> **Exercise brief**
Which lines in the records below contain the string "cardboard"? Select and copy each of them, matching case exactly.

┌─ Record extracts

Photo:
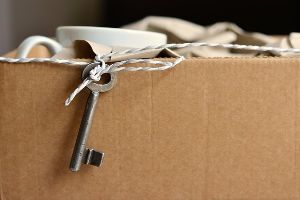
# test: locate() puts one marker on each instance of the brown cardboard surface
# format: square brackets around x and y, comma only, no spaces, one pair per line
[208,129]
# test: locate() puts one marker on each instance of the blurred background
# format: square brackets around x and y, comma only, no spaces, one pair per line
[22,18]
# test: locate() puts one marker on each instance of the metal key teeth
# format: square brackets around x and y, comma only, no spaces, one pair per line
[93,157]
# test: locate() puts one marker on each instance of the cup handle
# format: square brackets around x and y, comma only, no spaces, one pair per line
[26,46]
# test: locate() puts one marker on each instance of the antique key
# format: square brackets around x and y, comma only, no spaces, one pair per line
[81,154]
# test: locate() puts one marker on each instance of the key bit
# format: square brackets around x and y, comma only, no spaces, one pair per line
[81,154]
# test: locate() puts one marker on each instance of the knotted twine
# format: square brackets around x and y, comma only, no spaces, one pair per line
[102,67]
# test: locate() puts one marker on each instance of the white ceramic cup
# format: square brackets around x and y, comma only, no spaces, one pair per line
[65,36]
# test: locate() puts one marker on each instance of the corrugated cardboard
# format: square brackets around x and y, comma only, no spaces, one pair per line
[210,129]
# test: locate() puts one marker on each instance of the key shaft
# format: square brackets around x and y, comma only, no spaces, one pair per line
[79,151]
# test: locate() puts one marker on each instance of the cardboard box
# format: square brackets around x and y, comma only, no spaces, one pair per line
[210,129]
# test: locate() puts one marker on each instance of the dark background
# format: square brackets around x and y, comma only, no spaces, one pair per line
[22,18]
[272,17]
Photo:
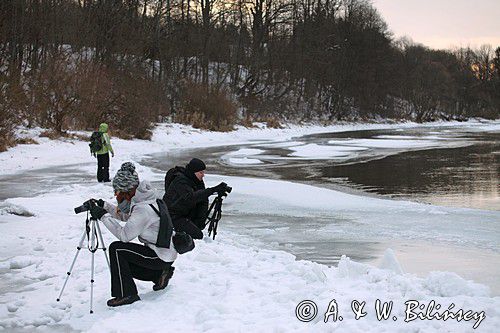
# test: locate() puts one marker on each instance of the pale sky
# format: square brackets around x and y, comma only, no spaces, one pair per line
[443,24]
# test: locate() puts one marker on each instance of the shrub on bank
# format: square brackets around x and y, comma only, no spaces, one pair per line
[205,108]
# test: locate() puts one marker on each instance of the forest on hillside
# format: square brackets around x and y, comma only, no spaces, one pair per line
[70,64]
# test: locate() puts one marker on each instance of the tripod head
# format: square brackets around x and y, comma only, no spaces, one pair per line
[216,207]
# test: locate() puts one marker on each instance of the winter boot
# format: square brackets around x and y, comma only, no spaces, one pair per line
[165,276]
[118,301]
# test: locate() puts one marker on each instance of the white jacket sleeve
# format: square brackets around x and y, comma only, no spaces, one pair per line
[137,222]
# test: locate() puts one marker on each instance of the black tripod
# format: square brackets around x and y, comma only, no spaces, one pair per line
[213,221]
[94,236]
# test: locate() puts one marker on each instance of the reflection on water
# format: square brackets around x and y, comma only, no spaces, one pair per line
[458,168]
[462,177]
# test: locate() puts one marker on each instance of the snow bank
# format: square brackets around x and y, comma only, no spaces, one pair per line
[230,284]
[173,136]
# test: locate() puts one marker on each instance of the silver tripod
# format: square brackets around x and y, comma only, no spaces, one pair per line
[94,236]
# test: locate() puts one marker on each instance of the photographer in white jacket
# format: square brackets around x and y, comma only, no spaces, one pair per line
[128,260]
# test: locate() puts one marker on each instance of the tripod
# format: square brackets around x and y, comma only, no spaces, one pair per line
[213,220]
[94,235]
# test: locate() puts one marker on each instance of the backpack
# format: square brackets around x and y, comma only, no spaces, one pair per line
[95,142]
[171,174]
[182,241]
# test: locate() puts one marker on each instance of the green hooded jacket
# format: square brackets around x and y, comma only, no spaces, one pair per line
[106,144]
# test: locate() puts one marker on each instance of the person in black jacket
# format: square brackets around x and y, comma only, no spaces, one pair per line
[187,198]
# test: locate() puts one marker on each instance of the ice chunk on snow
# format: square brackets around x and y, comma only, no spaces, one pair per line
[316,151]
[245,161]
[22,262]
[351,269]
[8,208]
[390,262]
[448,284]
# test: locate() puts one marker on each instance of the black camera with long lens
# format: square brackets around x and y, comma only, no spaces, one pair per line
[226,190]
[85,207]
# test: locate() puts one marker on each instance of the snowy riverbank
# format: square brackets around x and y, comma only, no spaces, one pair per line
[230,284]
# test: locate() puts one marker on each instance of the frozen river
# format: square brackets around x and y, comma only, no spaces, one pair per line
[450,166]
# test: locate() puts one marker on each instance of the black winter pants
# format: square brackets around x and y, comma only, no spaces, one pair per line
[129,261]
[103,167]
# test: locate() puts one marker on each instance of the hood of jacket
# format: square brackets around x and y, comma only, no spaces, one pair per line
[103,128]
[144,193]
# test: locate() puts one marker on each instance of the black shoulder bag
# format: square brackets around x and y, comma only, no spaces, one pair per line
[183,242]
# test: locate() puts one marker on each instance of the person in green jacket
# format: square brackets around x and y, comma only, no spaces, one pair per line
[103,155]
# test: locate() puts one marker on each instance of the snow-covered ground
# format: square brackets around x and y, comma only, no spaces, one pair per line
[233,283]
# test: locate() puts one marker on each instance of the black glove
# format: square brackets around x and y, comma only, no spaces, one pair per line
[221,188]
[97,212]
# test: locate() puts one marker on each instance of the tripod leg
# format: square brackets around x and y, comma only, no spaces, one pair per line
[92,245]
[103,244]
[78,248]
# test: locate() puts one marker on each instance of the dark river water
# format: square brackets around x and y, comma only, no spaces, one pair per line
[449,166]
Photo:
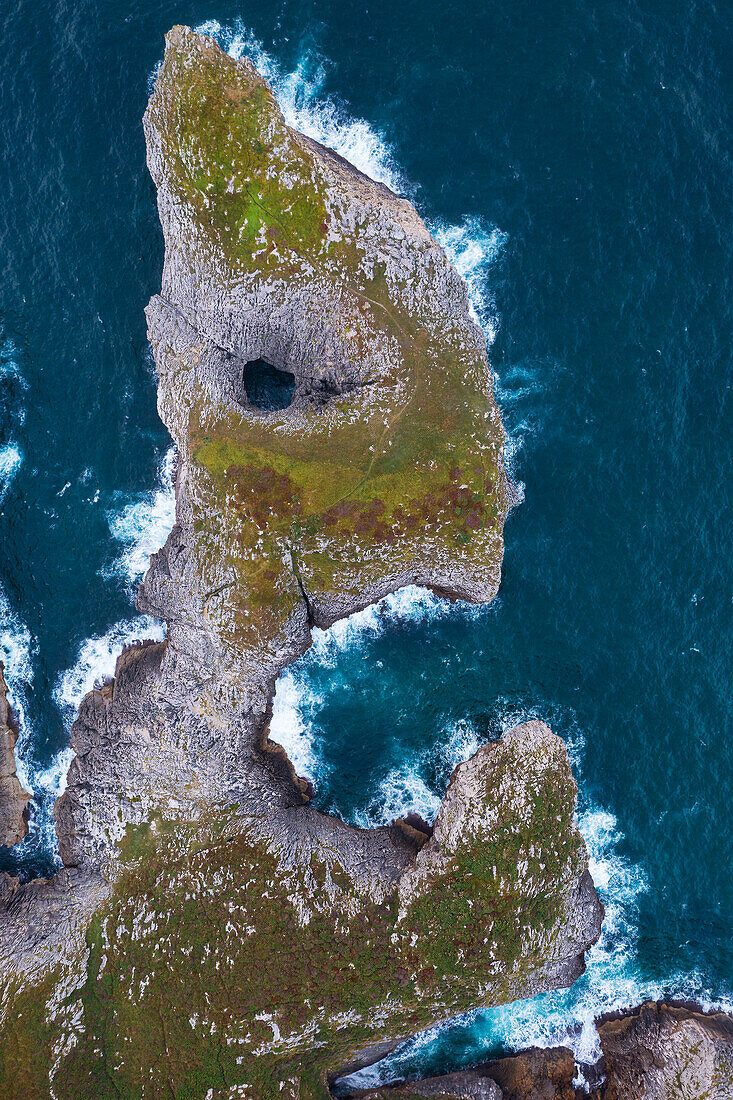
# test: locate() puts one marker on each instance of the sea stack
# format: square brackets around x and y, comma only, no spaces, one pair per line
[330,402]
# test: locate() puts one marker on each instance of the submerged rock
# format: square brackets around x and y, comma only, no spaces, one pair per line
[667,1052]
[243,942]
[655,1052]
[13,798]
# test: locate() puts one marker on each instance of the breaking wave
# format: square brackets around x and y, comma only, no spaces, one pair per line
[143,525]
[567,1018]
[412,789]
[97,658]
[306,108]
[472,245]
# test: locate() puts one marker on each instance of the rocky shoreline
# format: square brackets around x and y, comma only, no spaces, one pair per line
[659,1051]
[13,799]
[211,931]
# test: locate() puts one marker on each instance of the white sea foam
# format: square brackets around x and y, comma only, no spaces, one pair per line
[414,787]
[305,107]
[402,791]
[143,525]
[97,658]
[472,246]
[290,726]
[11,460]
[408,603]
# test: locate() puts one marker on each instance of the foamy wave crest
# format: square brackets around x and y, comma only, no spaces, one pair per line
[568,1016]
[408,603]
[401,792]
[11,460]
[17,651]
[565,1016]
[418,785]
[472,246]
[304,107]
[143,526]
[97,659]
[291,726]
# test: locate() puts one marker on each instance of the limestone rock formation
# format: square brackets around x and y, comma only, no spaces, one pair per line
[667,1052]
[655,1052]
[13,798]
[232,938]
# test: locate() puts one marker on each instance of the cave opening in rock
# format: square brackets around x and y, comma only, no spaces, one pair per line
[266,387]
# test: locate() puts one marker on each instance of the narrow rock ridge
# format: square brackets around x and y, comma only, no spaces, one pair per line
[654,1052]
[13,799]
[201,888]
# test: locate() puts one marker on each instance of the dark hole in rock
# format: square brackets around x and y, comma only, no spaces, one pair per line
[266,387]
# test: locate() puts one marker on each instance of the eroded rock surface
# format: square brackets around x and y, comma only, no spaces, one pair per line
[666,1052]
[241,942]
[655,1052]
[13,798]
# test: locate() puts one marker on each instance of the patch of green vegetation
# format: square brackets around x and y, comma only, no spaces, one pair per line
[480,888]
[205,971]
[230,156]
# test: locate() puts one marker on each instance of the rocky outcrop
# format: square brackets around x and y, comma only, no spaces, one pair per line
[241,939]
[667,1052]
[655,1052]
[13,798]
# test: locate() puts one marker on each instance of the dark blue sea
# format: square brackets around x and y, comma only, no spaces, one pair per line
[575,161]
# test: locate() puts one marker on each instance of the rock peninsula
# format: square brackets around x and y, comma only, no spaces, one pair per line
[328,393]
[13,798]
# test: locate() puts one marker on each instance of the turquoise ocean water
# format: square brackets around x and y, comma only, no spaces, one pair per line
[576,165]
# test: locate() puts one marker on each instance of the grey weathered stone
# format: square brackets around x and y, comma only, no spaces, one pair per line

└─
┌─ Record extracts

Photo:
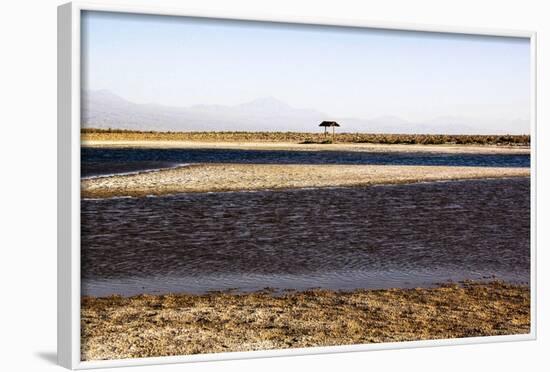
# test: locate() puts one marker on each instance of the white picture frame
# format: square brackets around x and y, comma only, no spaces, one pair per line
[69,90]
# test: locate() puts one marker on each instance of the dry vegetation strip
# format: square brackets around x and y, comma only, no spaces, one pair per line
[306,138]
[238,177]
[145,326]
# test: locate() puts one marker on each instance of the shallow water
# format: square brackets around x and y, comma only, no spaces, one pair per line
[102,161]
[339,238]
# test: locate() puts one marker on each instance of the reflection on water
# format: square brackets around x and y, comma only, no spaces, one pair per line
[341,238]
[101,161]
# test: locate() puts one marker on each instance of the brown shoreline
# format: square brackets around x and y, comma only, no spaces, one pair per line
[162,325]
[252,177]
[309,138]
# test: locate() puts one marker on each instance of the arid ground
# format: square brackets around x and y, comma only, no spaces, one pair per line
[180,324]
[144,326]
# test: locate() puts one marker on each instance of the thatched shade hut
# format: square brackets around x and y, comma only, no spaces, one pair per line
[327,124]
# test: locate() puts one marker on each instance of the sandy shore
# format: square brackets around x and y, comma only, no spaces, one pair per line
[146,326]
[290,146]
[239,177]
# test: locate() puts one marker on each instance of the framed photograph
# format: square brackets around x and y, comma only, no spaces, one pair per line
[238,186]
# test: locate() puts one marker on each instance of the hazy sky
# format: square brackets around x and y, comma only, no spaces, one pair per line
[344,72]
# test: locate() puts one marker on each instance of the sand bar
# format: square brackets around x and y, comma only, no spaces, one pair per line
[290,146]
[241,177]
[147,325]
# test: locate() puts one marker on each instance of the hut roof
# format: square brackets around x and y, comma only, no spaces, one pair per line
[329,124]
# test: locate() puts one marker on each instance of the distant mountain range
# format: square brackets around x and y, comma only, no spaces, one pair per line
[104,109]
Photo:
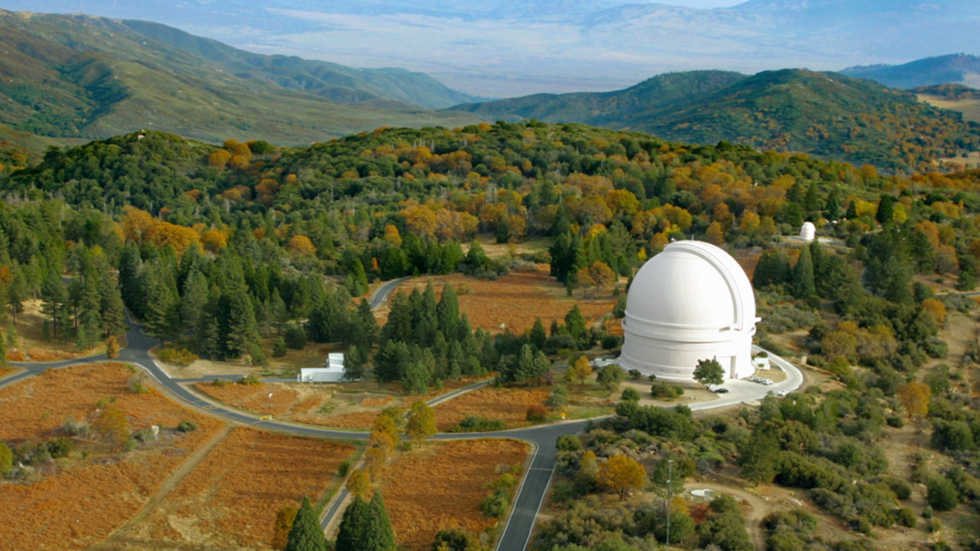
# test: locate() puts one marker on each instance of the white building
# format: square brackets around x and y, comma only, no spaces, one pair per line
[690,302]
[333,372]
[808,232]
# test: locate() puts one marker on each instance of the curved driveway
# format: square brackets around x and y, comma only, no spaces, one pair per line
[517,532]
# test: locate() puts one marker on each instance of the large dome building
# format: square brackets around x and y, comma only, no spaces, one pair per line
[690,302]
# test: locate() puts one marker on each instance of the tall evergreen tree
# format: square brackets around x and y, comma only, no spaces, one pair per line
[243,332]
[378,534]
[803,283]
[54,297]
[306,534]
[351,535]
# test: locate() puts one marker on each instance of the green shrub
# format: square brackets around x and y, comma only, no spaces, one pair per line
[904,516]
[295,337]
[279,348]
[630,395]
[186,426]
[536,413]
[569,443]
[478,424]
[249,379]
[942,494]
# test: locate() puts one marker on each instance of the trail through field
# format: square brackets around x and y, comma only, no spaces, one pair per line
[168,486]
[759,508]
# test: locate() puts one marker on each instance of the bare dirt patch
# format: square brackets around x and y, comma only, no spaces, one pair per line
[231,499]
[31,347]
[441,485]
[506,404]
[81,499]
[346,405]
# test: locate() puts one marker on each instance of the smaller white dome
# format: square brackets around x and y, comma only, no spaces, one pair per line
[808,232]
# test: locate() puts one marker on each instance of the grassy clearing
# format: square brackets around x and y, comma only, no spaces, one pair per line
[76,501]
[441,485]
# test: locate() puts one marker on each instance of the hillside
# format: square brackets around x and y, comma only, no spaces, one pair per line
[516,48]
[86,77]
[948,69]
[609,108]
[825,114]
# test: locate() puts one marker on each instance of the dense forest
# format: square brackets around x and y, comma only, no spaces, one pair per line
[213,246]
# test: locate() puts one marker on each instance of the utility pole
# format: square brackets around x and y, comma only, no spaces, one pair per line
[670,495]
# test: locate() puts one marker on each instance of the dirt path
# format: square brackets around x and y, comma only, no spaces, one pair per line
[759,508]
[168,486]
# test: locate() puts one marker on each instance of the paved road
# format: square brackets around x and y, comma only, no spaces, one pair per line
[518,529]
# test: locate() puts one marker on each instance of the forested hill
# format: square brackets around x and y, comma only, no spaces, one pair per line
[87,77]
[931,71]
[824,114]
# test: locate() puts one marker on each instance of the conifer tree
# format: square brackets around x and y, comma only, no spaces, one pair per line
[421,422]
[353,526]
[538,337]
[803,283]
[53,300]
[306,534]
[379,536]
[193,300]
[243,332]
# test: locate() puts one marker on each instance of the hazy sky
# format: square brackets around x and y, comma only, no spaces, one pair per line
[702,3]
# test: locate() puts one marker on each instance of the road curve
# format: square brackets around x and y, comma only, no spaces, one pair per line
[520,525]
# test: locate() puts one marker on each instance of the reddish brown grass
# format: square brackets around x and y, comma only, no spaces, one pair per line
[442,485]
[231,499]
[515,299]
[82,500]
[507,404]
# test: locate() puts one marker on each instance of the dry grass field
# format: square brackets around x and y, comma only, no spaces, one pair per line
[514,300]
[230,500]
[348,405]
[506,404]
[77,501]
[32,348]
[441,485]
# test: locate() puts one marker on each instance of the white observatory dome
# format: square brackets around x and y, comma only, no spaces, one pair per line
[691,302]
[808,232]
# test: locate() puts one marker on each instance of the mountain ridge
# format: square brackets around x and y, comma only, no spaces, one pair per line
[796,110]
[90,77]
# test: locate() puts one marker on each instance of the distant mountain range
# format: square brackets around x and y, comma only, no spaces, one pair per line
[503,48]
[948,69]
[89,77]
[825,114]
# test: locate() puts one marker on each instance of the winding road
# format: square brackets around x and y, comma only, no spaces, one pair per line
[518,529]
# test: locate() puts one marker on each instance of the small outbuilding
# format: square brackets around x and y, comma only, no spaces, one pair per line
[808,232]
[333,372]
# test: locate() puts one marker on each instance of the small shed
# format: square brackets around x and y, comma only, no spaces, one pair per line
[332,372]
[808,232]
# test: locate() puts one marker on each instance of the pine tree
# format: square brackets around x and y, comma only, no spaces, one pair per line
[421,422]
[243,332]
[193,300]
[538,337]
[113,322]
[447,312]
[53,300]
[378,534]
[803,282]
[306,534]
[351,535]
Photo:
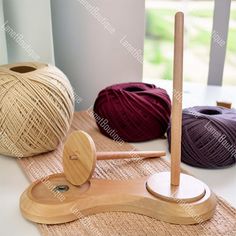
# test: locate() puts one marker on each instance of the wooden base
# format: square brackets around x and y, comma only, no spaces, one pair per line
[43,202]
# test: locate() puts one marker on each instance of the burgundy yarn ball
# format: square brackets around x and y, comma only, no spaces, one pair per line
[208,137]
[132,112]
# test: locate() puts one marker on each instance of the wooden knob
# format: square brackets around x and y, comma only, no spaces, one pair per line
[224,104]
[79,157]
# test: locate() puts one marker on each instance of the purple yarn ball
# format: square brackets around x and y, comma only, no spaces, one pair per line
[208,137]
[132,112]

└─

> **Task result**
# test: locate() puts one marker on each instance of the brown cardboard surface
# test: locate() puts one marker on each instance of the corrugated cardboard
# test: locate() puts one marker on each instance of the cardboard box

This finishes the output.